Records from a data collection
+--

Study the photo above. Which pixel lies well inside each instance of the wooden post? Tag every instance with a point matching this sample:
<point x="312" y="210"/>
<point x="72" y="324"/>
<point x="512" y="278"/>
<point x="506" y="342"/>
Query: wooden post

+--

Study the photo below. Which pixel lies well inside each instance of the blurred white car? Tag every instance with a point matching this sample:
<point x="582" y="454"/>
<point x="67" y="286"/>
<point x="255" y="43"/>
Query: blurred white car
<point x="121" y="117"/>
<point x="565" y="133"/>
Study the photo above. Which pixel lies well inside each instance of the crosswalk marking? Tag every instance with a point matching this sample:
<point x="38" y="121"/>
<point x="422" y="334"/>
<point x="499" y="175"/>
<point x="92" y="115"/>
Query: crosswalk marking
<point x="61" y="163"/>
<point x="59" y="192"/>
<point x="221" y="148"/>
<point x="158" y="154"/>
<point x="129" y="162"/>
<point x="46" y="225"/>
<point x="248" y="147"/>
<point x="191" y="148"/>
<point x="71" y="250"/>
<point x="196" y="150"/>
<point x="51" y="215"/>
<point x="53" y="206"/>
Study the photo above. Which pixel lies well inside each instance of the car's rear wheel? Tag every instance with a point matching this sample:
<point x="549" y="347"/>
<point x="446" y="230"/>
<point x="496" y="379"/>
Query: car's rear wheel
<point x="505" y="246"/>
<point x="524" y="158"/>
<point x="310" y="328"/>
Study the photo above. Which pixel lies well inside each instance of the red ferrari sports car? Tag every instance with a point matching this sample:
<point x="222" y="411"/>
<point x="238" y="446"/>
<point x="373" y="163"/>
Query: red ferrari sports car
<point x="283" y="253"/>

+--

▶ Directions for this task: Copy the material from the line with "of the wooden" to the line with "Query: wooden post", swapping "wooden post" for "fence post" and keeping everything else the same.

▶ Exercise output:
Study the photo above. Which pixel lies well inside each instance of the fence post? Tag every instance with a point matching this sample:
<point x="312" y="210"/>
<point x="72" y="324"/>
<point x="512" y="278"/>
<point x="506" y="342"/>
Query: fence post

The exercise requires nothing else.